# What you have to do
Return exactly the span of lines in the following data that opens with the line containing "column 50, row 222" and closes with the line containing "column 443, row 427". Include nothing else.
⟨
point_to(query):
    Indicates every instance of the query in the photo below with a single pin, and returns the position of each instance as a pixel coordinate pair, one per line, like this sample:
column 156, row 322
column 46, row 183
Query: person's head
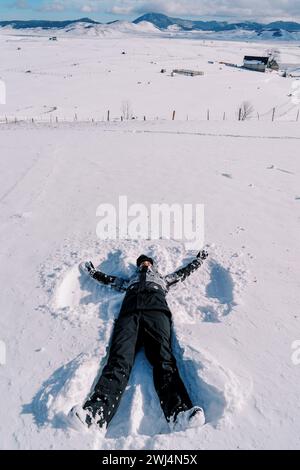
column 144, row 261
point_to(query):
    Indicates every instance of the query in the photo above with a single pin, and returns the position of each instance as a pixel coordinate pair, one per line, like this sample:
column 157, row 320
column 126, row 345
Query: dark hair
column 143, row 258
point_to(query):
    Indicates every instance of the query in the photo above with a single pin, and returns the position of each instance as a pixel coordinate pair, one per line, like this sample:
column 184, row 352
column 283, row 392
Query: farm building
column 260, row 64
column 190, row 73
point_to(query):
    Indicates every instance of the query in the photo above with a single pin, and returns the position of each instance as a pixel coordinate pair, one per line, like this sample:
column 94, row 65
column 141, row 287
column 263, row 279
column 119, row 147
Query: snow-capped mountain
column 162, row 24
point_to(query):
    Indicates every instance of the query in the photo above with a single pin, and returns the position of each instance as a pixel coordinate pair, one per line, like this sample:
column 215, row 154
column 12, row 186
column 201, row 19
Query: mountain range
column 163, row 22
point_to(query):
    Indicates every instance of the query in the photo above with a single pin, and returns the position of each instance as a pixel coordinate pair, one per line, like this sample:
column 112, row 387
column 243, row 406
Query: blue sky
column 104, row 10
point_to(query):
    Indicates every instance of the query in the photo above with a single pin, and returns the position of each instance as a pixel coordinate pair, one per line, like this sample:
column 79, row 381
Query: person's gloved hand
column 202, row 254
column 90, row 267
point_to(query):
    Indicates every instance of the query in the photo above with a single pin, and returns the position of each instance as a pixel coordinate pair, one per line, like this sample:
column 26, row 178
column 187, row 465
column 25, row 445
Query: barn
column 259, row 64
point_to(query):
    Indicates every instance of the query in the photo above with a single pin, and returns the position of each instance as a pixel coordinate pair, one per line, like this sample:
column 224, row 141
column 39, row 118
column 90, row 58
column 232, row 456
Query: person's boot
column 93, row 412
column 87, row 267
column 183, row 418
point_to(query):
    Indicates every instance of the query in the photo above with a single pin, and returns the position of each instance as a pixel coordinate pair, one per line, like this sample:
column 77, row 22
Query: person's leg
column 108, row 391
column 171, row 391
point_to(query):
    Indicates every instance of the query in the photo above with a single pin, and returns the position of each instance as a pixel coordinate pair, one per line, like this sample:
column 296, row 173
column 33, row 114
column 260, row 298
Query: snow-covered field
column 235, row 320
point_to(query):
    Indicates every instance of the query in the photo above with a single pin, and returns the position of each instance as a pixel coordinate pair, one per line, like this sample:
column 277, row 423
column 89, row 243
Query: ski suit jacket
column 146, row 290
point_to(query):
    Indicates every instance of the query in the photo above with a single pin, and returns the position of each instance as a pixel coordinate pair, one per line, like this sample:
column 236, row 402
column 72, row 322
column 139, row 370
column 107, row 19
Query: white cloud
column 261, row 10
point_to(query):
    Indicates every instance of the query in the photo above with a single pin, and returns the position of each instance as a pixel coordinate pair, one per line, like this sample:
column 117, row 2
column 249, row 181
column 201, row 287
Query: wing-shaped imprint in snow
column 208, row 295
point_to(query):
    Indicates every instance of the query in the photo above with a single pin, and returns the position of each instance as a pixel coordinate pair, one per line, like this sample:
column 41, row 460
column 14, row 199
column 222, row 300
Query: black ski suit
column 144, row 320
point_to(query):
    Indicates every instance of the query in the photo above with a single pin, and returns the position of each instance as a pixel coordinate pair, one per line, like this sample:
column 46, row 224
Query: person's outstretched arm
column 183, row 273
column 115, row 282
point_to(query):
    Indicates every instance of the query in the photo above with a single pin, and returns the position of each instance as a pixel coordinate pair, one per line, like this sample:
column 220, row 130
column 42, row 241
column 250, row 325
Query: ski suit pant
column 151, row 329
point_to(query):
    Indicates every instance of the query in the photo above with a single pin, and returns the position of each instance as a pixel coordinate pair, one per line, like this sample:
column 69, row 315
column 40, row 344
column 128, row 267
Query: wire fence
column 243, row 114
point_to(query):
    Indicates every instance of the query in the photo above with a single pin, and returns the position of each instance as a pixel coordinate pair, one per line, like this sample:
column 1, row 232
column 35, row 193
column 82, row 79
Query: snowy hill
column 236, row 320
column 157, row 23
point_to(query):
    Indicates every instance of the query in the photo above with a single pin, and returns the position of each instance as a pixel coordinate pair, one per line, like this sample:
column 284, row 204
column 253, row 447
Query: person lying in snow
column 144, row 320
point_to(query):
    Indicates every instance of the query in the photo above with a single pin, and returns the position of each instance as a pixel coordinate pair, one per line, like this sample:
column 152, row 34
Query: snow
column 235, row 320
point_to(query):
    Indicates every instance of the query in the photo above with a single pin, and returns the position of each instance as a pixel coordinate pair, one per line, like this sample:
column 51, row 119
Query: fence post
column 273, row 114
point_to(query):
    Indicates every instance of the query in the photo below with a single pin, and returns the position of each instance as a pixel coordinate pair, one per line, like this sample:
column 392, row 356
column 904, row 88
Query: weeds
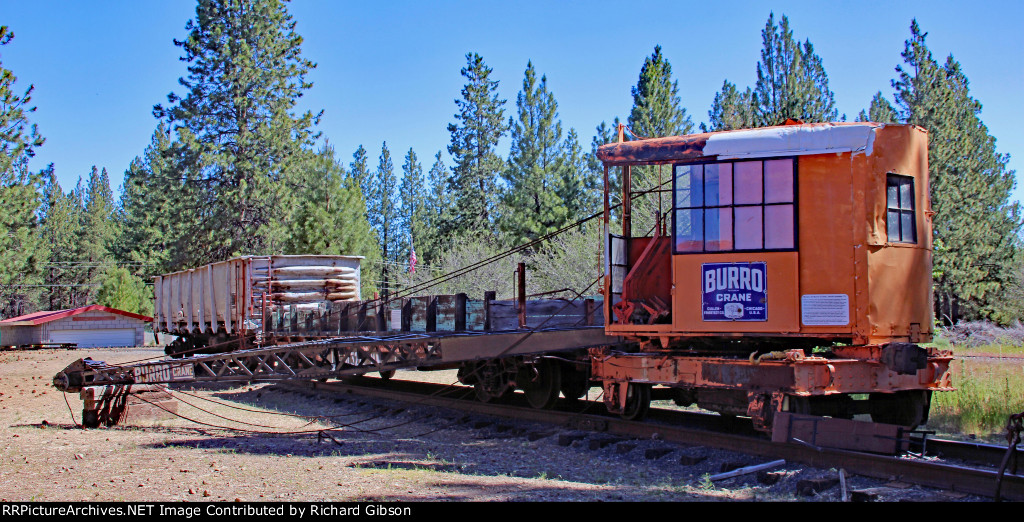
column 987, row 393
column 706, row 482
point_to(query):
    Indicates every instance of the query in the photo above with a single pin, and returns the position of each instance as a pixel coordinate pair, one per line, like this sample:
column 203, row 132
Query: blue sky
column 390, row 72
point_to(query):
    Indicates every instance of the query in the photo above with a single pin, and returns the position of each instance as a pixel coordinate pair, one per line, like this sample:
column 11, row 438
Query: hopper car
column 749, row 272
column 222, row 306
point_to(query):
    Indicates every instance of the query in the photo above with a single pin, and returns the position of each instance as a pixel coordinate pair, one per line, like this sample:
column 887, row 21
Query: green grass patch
column 995, row 350
column 988, row 391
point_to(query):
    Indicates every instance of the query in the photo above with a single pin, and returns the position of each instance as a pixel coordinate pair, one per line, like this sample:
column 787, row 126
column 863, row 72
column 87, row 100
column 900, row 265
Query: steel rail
column 926, row 473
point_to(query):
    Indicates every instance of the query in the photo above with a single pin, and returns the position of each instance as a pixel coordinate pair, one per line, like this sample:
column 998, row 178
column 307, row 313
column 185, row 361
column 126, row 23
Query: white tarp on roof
column 792, row 140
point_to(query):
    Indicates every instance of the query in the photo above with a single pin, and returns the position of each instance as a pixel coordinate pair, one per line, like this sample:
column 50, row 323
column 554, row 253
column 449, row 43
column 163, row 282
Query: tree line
column 232, row 168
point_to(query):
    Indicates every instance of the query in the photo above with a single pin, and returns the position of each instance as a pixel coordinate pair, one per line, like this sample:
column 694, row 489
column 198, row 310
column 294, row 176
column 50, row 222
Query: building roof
column 36, row 318
column 791, row 139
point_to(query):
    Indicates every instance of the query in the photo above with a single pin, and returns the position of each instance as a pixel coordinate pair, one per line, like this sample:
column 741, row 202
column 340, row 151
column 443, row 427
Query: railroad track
column 977, row 478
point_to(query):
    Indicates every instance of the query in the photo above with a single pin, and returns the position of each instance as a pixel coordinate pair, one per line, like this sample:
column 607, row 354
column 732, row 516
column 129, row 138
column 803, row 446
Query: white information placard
column 824, row 309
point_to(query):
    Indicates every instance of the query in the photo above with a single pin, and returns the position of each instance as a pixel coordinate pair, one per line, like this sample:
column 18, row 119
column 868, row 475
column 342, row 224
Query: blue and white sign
column 734, row 291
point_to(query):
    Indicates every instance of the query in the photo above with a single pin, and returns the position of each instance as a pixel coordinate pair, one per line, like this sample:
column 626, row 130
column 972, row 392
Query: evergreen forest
column 233, row 168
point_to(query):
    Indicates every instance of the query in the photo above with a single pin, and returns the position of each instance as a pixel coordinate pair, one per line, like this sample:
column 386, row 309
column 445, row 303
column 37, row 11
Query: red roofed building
column 87, row 327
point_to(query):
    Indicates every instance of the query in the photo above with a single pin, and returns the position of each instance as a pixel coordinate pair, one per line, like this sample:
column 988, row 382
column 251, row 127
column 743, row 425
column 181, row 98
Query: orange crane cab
column 782, row 268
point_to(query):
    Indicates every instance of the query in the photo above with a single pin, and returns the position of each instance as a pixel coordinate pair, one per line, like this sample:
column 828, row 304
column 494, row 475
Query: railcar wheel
column 637, row 401
column 483, row 394
column 574, row 383
column 908, row 408
column 491, row 383
column 542, row 384
column 90, row 419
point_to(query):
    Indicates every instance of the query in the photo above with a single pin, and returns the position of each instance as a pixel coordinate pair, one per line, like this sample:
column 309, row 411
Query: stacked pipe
column 305, row 284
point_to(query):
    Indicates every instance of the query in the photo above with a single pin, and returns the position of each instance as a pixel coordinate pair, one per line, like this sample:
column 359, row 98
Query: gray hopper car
column 220, row 306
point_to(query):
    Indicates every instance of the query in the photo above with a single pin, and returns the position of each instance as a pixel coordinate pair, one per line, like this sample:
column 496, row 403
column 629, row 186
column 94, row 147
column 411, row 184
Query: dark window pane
column 718, row 184
column 689, row 230
column 718, row 229
column 748, row 176
column 749, row 228
column 906, row 226
column 906, row 194
column 778, row 181
column 892, row 194
column 689, row 185
column 892, row 220
column 778, row 226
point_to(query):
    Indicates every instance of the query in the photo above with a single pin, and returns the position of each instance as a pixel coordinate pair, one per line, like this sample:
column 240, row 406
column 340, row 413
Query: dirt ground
column 378, row 451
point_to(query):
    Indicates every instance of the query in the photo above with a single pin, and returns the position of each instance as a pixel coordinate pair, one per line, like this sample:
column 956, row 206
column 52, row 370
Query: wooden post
column 487, row 298
column 460, row 312
column 522, row 295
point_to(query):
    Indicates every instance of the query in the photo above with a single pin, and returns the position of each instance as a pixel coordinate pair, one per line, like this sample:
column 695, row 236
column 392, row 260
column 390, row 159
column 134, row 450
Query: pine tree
column 359, row 170
column 329, row 217
column 792, row 81
column 415, row 217
column 122, row 290
column 657, row 109
column 604, row 135
column 581, row 186
column 532, row 196
column 975, row 226
column 731, row 110
column 22, row 251
column 881, row 111
column 438, row 211
column 384, row 218
column 158, row 212
column 98, row 230
column 238, row 135
column 61, row 220
column 474, row 139
column 656, row 112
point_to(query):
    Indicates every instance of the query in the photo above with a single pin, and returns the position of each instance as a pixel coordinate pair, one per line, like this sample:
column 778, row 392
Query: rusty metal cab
column 819, row 231
column 805, row 246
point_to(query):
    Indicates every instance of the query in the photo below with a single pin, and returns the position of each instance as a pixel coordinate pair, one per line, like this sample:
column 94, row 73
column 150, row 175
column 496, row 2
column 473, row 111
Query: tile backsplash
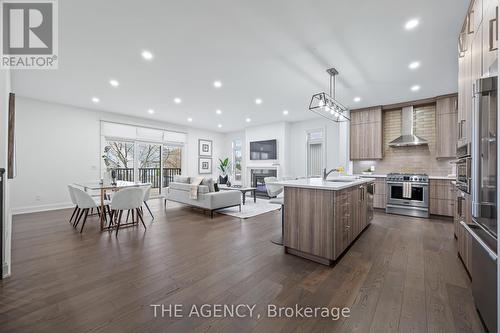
column 418, row 159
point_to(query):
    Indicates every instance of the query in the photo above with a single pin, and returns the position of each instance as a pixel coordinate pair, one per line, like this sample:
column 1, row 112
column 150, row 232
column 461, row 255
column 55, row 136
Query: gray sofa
column 208, row 199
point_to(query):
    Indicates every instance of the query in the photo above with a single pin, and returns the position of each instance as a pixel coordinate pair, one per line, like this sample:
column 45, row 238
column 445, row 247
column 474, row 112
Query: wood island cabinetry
column 320, row 224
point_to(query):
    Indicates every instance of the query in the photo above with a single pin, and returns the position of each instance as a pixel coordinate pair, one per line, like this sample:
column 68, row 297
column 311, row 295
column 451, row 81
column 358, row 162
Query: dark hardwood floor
column 401, row 275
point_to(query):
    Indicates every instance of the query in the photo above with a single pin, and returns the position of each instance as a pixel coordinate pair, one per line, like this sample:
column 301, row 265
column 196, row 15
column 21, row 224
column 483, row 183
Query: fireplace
column 257, row 178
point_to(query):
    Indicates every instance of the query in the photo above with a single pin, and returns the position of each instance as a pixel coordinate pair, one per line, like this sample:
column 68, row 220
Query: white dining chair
column 273, row 190
column 147, row 194
column 85, row 203
column 76, row 211
column 129, row 199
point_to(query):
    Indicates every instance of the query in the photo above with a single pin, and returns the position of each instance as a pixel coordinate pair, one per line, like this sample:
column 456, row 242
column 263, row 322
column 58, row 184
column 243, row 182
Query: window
column 172, row 161
column 142, row 154
column 237, row 160
column 315, row 153
column 149, row 170
column 119, row 156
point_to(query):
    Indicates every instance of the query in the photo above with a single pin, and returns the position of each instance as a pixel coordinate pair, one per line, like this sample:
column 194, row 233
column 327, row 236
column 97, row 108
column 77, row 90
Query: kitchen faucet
column 325, row 174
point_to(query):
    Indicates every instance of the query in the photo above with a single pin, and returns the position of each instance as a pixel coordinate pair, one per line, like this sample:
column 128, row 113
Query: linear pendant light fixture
column 326, row 105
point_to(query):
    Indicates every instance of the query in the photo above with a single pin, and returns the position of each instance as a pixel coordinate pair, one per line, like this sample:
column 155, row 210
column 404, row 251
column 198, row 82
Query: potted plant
column 225, row 168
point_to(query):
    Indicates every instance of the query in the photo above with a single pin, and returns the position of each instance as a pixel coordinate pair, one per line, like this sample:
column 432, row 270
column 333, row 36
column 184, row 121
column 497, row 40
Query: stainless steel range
column 408, row 194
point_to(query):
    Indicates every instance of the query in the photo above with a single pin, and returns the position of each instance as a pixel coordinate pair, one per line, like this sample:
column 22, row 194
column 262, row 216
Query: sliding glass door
column 172, row 162
column 148, row 162
column 119, row 156
column 149, row 165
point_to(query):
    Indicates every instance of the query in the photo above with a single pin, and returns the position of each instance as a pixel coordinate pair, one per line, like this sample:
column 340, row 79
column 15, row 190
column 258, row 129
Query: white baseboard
column 41, row 208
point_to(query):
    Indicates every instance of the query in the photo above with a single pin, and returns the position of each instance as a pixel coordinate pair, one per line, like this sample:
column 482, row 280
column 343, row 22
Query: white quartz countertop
column 319, row 183
column 430, row 177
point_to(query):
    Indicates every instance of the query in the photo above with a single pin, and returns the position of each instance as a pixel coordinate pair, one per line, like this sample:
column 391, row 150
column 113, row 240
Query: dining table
column 104, row 187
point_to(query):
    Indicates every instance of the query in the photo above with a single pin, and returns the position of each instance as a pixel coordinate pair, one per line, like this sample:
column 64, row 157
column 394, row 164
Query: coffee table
column 242, row 189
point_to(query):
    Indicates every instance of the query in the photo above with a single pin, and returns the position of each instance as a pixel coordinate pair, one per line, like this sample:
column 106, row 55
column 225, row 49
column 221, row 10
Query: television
column 263, row 150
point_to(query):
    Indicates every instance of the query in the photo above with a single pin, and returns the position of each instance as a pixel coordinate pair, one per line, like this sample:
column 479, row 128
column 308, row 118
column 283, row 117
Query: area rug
column 250, row 209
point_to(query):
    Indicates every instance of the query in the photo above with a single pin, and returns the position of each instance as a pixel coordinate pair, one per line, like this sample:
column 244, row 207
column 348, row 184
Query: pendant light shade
column 326, row 105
⟩
# Response for this exercise
column 50, row 222
Query: building roof
column 36, row 318
column 791, row 139
point_to(query):
    Indicates every instance of the query in the photo above with a single pin, and returns the position of each instance as a pixel coordinate pair, one per line, like this sample:
column 741, row 202
column 340, row 151
column 443, row 427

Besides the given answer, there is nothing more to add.